If a line in the records below contains the word "above", copy it out.

(RECORDS PROVIDED)

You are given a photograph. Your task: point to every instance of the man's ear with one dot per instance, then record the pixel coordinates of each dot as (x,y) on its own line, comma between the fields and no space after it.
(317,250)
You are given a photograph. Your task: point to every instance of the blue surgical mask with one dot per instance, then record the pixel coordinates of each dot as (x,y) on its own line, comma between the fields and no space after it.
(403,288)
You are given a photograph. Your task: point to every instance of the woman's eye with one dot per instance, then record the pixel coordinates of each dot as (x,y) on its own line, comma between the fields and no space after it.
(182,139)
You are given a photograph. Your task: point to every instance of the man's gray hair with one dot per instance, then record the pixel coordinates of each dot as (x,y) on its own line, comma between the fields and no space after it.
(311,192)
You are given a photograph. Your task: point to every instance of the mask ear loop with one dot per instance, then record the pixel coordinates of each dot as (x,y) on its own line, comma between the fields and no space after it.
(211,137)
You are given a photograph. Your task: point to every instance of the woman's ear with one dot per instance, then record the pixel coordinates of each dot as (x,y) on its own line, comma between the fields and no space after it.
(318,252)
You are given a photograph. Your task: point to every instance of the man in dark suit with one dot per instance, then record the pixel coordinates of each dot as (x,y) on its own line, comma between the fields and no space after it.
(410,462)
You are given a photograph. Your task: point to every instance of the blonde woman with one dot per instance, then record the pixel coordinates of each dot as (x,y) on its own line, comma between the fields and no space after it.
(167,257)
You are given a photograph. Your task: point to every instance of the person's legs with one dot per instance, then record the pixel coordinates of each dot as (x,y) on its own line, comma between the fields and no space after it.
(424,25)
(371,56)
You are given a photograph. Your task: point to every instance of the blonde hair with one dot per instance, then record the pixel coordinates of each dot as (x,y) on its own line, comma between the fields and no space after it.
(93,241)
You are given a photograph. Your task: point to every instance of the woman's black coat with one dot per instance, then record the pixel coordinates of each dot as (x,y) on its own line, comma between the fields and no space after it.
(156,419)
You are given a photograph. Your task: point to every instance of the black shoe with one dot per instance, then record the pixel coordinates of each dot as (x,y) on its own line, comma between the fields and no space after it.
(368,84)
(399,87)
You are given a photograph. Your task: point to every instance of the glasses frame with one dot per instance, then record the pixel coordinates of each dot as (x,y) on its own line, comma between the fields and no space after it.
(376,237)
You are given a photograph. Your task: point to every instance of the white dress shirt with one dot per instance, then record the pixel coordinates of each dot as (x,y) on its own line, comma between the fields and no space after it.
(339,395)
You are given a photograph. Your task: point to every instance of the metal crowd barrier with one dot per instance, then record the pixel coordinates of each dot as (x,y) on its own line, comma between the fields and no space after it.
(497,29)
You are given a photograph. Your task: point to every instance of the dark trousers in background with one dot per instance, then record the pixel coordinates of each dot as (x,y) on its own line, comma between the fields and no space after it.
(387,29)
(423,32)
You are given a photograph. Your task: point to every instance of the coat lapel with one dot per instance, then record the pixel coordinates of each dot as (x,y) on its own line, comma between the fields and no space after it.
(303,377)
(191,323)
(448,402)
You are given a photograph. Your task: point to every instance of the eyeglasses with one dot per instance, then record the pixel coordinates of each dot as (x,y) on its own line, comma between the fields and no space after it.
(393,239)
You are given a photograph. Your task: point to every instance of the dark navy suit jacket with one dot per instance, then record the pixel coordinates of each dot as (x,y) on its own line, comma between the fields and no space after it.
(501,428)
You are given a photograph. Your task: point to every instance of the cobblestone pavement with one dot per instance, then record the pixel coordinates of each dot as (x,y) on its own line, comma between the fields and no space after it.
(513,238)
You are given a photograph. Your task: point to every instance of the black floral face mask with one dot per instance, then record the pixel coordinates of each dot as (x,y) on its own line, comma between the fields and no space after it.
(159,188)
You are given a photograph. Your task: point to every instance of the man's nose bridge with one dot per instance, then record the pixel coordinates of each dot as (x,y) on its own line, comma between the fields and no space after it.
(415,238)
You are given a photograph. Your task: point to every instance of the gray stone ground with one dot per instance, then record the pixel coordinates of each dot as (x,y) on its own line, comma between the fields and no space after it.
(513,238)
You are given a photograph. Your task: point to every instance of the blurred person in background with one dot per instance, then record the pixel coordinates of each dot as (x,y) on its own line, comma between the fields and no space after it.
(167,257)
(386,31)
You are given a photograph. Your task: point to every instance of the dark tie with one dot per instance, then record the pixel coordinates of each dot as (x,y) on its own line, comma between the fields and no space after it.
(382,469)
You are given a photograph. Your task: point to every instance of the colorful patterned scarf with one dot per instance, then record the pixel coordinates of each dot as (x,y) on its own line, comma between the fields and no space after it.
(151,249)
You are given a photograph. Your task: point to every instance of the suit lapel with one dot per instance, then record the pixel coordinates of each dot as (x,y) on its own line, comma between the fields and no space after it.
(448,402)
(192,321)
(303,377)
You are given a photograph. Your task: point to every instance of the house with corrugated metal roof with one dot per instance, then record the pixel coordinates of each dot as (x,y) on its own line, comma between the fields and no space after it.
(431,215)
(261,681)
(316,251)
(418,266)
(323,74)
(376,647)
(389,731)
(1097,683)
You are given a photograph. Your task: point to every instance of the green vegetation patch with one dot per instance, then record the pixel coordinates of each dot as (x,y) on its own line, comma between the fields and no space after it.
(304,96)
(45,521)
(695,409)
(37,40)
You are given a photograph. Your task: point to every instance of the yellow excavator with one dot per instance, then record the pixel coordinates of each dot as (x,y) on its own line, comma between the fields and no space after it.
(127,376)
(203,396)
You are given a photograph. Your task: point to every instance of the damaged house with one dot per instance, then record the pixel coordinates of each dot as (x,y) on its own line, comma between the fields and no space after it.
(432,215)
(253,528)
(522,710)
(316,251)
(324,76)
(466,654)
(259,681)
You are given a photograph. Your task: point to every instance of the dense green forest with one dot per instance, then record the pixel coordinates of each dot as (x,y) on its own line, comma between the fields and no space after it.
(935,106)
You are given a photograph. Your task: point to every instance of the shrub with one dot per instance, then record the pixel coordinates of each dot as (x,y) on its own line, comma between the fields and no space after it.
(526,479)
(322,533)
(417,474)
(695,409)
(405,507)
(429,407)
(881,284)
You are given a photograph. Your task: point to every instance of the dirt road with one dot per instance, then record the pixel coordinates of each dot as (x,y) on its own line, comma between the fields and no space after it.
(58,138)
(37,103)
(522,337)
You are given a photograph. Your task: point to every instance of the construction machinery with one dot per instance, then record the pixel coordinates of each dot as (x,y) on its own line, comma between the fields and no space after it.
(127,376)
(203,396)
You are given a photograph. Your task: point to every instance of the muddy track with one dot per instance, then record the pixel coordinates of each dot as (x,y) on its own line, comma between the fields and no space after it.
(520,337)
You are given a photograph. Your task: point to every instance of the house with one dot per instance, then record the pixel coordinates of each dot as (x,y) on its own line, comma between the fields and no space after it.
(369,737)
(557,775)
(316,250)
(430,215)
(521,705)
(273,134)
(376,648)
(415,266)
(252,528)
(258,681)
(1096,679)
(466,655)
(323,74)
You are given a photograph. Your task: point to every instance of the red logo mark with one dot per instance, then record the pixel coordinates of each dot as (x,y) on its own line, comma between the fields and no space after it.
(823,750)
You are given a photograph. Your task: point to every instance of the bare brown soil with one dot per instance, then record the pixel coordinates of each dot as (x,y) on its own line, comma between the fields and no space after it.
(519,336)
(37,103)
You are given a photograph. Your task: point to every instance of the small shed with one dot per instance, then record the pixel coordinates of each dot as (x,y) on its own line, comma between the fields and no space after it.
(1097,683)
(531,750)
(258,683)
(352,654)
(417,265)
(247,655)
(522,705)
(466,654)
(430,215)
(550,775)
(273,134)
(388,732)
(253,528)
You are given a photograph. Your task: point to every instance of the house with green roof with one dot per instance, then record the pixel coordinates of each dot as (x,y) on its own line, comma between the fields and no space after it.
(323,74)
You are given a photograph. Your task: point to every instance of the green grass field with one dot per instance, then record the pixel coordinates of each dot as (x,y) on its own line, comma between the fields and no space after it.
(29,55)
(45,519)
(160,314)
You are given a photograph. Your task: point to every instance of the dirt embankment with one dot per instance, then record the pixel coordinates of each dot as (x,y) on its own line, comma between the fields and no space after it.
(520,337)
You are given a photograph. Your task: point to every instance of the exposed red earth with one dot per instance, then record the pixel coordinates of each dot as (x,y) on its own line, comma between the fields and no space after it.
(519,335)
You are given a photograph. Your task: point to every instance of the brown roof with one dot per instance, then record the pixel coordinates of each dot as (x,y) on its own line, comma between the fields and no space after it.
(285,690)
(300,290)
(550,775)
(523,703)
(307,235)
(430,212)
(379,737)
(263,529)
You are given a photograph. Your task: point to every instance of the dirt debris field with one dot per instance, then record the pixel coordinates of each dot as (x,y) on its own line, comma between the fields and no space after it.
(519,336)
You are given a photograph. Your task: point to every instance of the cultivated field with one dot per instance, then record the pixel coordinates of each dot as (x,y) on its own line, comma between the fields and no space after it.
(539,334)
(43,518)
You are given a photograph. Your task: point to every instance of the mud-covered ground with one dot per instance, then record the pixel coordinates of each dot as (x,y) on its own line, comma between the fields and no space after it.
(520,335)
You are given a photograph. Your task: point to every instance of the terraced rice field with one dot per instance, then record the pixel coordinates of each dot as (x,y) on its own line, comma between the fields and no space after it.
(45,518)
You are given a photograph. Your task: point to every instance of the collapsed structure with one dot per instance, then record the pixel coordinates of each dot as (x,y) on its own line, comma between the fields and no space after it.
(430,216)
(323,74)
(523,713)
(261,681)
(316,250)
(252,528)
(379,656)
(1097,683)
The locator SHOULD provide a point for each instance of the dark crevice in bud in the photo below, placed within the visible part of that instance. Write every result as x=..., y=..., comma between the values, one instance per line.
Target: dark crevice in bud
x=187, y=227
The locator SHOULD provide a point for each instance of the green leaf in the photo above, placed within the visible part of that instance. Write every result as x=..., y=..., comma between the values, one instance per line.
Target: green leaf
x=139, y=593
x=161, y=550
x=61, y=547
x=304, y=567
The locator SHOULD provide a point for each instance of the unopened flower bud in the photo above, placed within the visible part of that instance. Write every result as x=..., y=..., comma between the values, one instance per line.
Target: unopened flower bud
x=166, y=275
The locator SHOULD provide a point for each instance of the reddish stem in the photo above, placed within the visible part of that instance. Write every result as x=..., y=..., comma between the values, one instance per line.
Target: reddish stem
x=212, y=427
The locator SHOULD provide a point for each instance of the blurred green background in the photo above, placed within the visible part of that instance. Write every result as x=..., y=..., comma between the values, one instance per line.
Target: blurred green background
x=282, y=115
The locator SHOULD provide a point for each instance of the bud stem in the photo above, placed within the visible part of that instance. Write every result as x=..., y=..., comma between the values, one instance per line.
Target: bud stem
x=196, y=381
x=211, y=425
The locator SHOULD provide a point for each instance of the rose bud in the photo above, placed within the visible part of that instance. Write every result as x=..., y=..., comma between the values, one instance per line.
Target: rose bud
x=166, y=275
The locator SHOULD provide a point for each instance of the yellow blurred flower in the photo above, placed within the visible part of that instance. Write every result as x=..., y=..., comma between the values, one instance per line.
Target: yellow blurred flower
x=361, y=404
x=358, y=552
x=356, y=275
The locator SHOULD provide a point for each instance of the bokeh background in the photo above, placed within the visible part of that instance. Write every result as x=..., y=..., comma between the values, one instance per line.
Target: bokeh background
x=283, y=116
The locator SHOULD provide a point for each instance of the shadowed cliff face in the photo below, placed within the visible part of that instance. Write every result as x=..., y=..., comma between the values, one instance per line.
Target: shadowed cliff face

(End RECORDS PROVIDED)

__RESPONSE BOX__:
The locator SHOULD provide a point for each instance of the green leaf in the photo above, placed within the visible part of that instance. Write every result as x=..., y=..., comma between the values, one instance per line.
The locator SHOULD provide a point for each instance of the unopened flower bud in the photo above, placed within the visible part of that instance. Write every result as x=..., y=..., comma between the values, one instance per line.
The locator SHOULD provide a point for each instance of the reddish stem in the photo above, placed within the visible part of that instance. Write every result as x=..., y=..., comma between the values, one instance per line.
The locator SHOULD provide a point for each instance of the blurred green background in the photo above, placed within the visible part of that instance. Write every result as x=..., y=..., comma between the values, one instance per line.
The locator SHOULD provide a point for each instance of the bud stem in the photo above, placed within the visible part of that instance. Write every result as x=..., y=..., comma between the values, one instance per line.
The locator SHOULD provide a point for each instance of the rose bud in the photo above, placed within the visible part of that instance. Write every result as x=..., y=..., comma between the values, one instance per line.
The locator SHOULD provide a point for each instance of the yellow blurred flower in the photo above, placed within the visible part of that instance. Write every result as x=..., y=..., comma between the values, one instance per line.
The locator SHOULD provide a point for each instance of the bokeh background in the photo above, placed within the visible part of that instance. Write every result as x=..., y=..., comma between the values, one instance per line.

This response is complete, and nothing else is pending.